Exercise brief
Using the blog post on "America, the Beautiful," answer the following:
(a) Who set the poem to music?
(b) For what instrumentation did the writer arrange the song?
(c) What was the post originally about?

Document extract
= = =
And Crown Thy Good With Brotherhood

“O beautiful for spacious skies…” begins a tune that America has beat its drum to for many years. The song, a poem by Katharine Lee Bates set to music by Samuel A. Ward, speaks of the beauty of this land. Purple mountains in their majesty, amber grain waving in the breeze, seas shining in the sunlight. But it also speaks of the strife that came as a result of the “patriot dream” that founded this country.

O beautiful for heroes proved
In liberating strife,
Who more than self their country loved
And mercy more than life!

As we in America approach the day we celebrate our freedom, it’s tough to ignore the people who have had their freedom stripped from them. While we all may disagree on politics and who’s to blame for injustice, we do agree that something is wrong.

I love celebrating holidays, and the Fourth of July has always been one of my favorites. It’s summertime; it’s reminiscent of cookouts, fireworks, and just having a fun time (read no stress of Christmas shopping). But it breaks my heart that others don’t get to celebrate freedom too.

This post was originally about the separated immigrant families, but now it should be more than that and more than just the freedom we think about in July in America. Freedom, while it is a construct (as in not something we can physically give to someone), it is something we have to create for ourselves and others.

To encourage the sharing of freedom, I arranged America, the Beautiful for piano solo and have it open for free downloads on Soundcloud. The sheet music is also available for free here: America, the Beautiful

In exchange, I urge you to do what you can to make a difference. Act. Do what you can (even if it doesn’t feel like a lot) and spread the word. The world will get better starting with each of us individually.
= = =
Point localization data
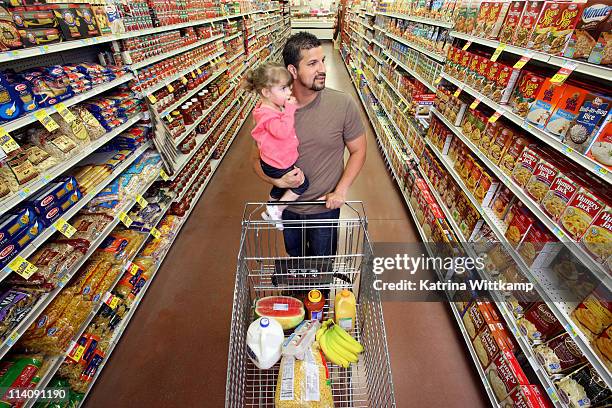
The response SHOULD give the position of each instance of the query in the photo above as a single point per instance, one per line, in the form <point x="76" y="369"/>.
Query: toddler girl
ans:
<point x="274" y="131"/>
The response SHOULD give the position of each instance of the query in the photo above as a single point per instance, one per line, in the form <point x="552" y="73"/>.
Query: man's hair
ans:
<point x="295" y="44"/>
= = =
Task answer
(a) Samuel A. Ward
(b) Piano solo
(c) The separated immigrant families